**** Exercise data

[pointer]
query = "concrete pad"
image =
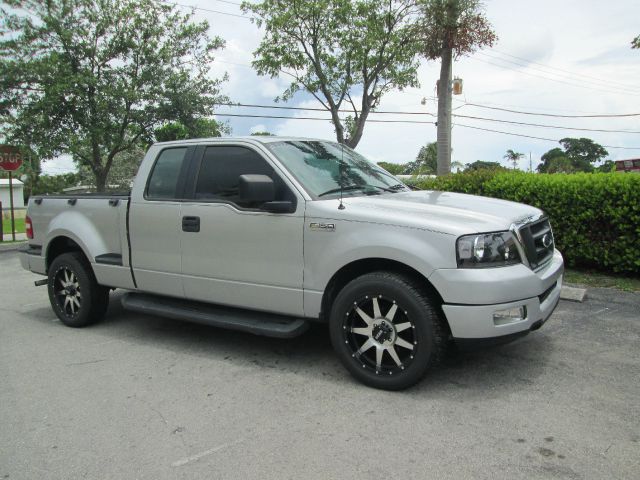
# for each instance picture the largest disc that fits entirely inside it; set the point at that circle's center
(17, 245)
(574, 294)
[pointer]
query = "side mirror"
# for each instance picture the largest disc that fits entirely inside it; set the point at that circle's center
(256, 188)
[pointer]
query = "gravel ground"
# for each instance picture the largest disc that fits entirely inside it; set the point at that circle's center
(143, 397)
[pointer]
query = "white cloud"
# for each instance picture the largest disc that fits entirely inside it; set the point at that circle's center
(586, 37)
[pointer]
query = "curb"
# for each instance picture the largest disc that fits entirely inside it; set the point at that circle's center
(573, 294)
(11, 247)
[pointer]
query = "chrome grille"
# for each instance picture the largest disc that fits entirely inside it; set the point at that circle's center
(538, 243)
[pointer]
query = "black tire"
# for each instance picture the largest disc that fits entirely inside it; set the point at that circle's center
(75, 296)
(406, 321)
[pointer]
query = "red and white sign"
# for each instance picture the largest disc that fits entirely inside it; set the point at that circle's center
(10, 158)
(631, 165)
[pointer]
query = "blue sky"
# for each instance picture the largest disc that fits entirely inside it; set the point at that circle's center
(565, 57)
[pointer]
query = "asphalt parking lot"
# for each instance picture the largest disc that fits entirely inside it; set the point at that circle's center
(148, 398)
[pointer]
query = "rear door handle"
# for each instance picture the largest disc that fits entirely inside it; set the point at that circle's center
(190, 224)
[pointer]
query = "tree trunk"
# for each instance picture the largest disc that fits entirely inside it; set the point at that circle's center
(357, 135)
(101, 180)
(444, 113)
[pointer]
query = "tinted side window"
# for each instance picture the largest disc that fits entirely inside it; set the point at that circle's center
(220, 172)
(166, 171)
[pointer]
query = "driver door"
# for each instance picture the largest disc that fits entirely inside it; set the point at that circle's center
(234, 253)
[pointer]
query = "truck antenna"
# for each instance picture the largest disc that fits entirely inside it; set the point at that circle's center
(341, 170)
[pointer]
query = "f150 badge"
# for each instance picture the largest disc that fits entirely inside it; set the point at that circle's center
(322, 227)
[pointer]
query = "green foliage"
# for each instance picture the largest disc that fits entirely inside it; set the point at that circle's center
(122, 172)
(457, 24)
(513, 157)
(425, 163)
(595, 217)
(346, 53)
(393, 168)
(94, 78)
(198, 128)
(577, 155)
(482, 165)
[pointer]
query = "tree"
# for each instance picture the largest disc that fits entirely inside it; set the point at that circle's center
(583, 152)
(425, 162)
(123, 170)
(450, 29)
(513, 157)
(577, 155)
(393, 168)
(482, 165)
(607, 167)
(346, 53)
(94, 78)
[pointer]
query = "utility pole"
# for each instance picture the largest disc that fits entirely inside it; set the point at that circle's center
(444, 112)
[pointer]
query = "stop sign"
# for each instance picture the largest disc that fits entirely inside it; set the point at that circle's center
(10, 158)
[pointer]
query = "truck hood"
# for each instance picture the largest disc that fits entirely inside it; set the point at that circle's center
(445, 212)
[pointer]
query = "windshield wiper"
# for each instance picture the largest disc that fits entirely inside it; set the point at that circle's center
(345, 189)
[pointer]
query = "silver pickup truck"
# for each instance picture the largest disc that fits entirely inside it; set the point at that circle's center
(267, 234)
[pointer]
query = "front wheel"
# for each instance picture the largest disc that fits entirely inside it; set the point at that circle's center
(386, 330)
(74, 293)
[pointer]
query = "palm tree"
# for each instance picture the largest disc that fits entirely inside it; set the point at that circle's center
(512, 156)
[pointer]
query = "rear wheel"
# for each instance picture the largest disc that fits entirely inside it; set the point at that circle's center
(75, 296)
(386, 330)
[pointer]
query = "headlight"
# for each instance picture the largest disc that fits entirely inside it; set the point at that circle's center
(487, 250)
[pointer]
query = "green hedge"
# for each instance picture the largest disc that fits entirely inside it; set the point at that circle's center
(595, 216)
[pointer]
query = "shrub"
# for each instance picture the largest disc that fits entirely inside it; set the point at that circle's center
(595, 216)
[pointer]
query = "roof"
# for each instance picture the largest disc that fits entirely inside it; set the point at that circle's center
(15, 181)
(251, 138)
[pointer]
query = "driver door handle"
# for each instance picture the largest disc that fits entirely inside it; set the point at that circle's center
(190, 224)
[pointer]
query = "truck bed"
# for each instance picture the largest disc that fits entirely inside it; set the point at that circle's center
(98, 223)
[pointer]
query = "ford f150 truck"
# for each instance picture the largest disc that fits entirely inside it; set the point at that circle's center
(267, 234)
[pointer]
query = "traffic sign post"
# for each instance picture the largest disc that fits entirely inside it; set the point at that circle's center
(10, 160)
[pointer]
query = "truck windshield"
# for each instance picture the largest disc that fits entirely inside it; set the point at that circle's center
(326, 168)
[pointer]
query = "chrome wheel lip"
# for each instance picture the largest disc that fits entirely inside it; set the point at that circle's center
(389, 356)
(67, 291)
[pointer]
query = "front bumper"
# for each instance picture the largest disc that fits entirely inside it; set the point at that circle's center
(538, 292)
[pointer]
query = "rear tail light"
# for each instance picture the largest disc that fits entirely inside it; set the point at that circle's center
(28, 227)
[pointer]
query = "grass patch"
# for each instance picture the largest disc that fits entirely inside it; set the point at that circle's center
(6, 225)
(592, 278)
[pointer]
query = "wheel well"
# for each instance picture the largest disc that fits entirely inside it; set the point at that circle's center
(60, 245)
(369, 265)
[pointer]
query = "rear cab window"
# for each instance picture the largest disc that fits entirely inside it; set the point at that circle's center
(166, 175)
(220, 170)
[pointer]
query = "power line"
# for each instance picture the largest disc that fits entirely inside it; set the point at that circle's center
(207, 9)
(564, 76)
(496, 120)
(413, 121)
(317, 109)
(552, 79)
(372, 120)
(603, 115)
(601, 80)
(530, 136)
(558, 127)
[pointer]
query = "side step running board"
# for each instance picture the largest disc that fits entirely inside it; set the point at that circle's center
(258, 323)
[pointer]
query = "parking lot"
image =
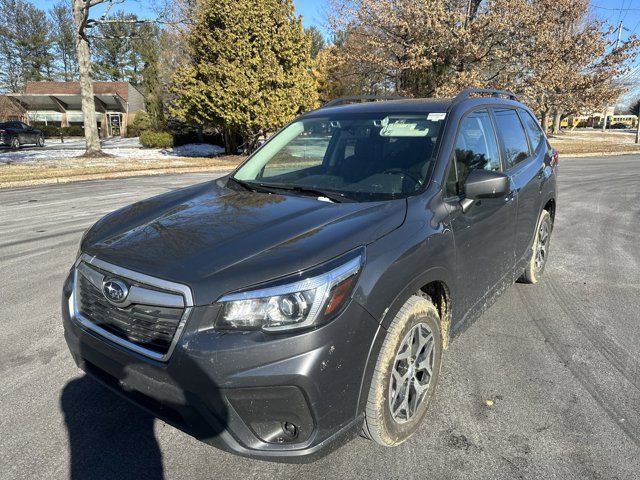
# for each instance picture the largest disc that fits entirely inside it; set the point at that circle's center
(546, 384)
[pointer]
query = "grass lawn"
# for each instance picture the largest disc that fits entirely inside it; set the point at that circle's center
(68, 169)
(594, 142)
(74, 169)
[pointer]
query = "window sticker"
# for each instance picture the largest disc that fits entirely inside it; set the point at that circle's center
(404, 127)
(436, 117)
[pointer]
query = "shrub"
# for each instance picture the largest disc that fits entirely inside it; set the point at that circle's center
(72, 131)
(184, 134)
(151, 139)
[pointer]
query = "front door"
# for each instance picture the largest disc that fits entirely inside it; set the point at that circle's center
(484, 235)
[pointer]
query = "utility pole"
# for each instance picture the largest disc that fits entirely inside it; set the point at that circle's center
(604, 123)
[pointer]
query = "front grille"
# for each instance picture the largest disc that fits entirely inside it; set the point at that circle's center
(148, 326)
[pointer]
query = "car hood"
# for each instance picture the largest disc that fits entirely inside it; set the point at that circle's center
(217, 239)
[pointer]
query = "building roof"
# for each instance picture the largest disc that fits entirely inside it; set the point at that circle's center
(66, 96)
(73, 88)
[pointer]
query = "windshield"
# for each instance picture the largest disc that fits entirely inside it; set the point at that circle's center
(365, 157)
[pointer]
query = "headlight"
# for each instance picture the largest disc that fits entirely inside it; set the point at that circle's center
(299, 304)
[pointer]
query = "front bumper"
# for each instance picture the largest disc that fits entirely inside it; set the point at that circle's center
(242, 391)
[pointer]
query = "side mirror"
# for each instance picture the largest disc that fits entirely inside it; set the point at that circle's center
(484, 184)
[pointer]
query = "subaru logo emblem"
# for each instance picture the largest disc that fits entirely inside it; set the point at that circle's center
(115, 291)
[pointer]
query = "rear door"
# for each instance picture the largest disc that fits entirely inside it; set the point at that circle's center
(524, 162)
(484, 235)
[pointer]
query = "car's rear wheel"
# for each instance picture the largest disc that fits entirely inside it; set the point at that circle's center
(540, 250)
(406, 374)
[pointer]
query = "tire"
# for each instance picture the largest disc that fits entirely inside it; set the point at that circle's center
(535, 268)
(381, 424)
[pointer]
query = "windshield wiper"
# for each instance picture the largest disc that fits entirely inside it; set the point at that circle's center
(250, 186)
(333, 196)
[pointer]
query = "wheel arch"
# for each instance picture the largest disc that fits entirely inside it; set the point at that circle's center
(435, 284)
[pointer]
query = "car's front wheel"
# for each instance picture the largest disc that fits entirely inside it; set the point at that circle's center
(406, 373)
(540, 250)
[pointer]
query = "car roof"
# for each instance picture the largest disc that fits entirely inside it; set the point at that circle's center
(407, 106)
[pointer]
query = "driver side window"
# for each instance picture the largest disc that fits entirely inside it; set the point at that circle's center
(476, 148)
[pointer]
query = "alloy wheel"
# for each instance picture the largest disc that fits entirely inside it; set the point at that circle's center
(411, 373)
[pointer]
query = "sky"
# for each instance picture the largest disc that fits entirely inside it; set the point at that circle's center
(313, 11)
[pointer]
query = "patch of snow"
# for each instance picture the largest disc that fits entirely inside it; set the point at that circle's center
(120, 147)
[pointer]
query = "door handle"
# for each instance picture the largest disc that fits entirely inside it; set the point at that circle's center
(510, 196)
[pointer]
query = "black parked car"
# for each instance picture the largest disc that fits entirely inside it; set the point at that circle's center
(308, 296)
(14, 134)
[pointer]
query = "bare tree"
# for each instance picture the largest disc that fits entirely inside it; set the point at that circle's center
(82, 22)
(80, 19)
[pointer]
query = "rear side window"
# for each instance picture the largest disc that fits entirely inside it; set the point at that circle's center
(475, 148)
(533, 128)
(513, 137)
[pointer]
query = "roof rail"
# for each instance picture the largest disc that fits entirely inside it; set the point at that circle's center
(359, 98)
(467, 92)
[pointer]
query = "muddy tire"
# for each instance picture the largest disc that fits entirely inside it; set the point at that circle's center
(540, 250)
(406, 374)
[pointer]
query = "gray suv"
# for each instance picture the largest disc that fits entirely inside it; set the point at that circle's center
(308, 296)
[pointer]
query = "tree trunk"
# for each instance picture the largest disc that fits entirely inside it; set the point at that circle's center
(230, 141)
(545, 122)
(557, 117)
(80, 16)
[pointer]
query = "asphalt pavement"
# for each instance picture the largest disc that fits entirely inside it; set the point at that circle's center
(546, 384)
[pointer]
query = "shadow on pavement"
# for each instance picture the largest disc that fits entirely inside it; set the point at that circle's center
(109, 437)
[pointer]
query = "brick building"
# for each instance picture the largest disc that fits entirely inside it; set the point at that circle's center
(60, 104)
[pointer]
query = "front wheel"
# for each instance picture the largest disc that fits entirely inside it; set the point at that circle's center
(540, 250)
(406, 374)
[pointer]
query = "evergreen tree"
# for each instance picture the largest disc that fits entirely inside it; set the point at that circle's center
(149, 48)
(249, 71)
(317, 40)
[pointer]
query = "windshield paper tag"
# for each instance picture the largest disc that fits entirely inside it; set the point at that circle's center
(436, 117)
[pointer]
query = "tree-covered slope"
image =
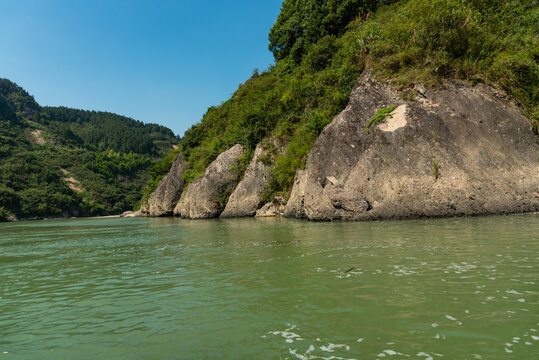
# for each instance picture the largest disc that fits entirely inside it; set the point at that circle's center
(321, 48)
(60, 161)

********

Pull out each line of the data that contains the string "windshield", treating uppercase and lowercase letters as different.

query = "windshield wiper"
query = "truck windshield"
query = "windshield"
query = "windshield wiper"
query = "windshield paper tag"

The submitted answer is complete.